#### PASSAGE PROVIDED:

(646f) Dynamic Latent Variable Regression for Data Modeling and Monitoring
AIChE Annual Meeting
2017
2017 Annual Meeting
Computing and Systems Technology Division
Big Data in Process Modeling, Estimation and Control
Thursday, November 2, 2017 - 9:25am to 9:42am
For supervised learning or regression type of modeling, PLS is a dimensionality reduction algorithm that extracts latent variables (i.e., outer model projection) based on the maximum covariance criterion. However, the ultimate objective is to perform regression, as properly reflected in the inner modeling objectives. This discrepancy in the outer model and inner model objectives leads to many drawbacks. One of them is that the extracted scores of PLS may contain orthogonal variations, which are irrelevant to predict or monitor the quality variables. Due to the covariance objective in PLS, it usually requires multiple latent variables even to predict a single output variable [7].
Several subsequent works were proposed to overcome the above issue, including orthogonalized PLS [8] and concurrent PLS [9]. An alternative way is to use canonical correlation analysis (CCA) proposed by Hotelling [10]. CCA focuses only on extracting the multidimensional correlation between X and Y, and it performs better in prediction than PLS. One issue involved in CCA is that it pays no attention to the input variances, and it cannot exploit the input variance structure. Therefore, a concurrent CCA (CCCA) combineing CCA and PCA was proposed to exploit the variances and correlation in process-specific and quality-specific spaces [11].
Both PLS and CCA need additional processing to achieve good performance. Recently, Zhu and Qin [12] proposed a latent variable least squares (LVLS) method as an alternative method to exploit latent structured relations between X and Y. LVLS aims to minimize the prediction error between the input scores and the output scores, and it focuses on both the input variance structure and the prediction efficiency, which overcomes the drawbacks of PLS and CCA.
LVLS considers only static relations between X and Y. However, when the relationship between X and Y are dynamic, the static LVLS is not suitable for dynamic system modeling and subsequent process and quality monitoring. Several modified dynamic algorithms have been proposed for PLS and CCA to deal with dynamic processes [13-17]. Dong and Qin [17] developed a dynamic inner PLS (DiPLS) for dynamic system modelling, and it provides an explicit description for dynamic inner model and outer model.

#### DATASET EXCERPT:
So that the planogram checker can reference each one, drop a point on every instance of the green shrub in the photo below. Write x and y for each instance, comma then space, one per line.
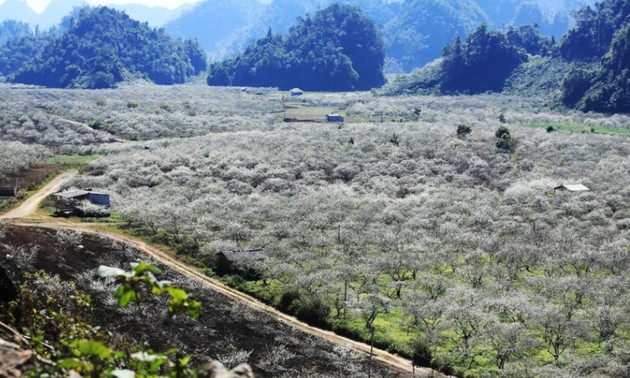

#### REQUEST A:
Translate this sentence from the abstract on dynamic latent variable regression into Spanish: "CCA focuses only on extracting the multidimensional correlation between X and Y, and it performs better in prediction than PLS."
#### REQUEST B:
According to the abstract on dynamic latent variable regression, on what criterion does PLS base its extraction of latent variables?
#### REQUEST C:
Extend the abstract on dynamic latent variable regression, starting after its final sentence.

#### RESPONSE A:
CCA se centra únicamente en extraer la correlación multidimensional entre X e Y, y tiene un mejor desempeño en la predicción que PLS.

#### RESPONSE B:
The maximum covariance criterion.

#### RESPONSE C:
In this paper, a dynamic inner LVLS (DiLVLS) algorithm is proposed to capture the dynamic relation between X and Y with a weighted combination of lagged process variables X. The objective of DiLVLS is to minimize the prediction error between the output scores and the weighted combination of lagged input scores, which builds the outer relation of DiLVLS model. A regularization term is also included in the objective to overcome the collinearity problems. The consistent inner model is developed in inner modeling to describe the dynamic relations. After auto-correlation is extracted, the static LVLS model is then employed to exploit the static cross-correlations between the residuals of X and Y. The corresponding monitoring scheme is also developed for DiLVLS model. A synthetic case study and the Tennessee Eastman process are used to demonstrate the prediction and monitoring effectiveness of the proposed algorithm.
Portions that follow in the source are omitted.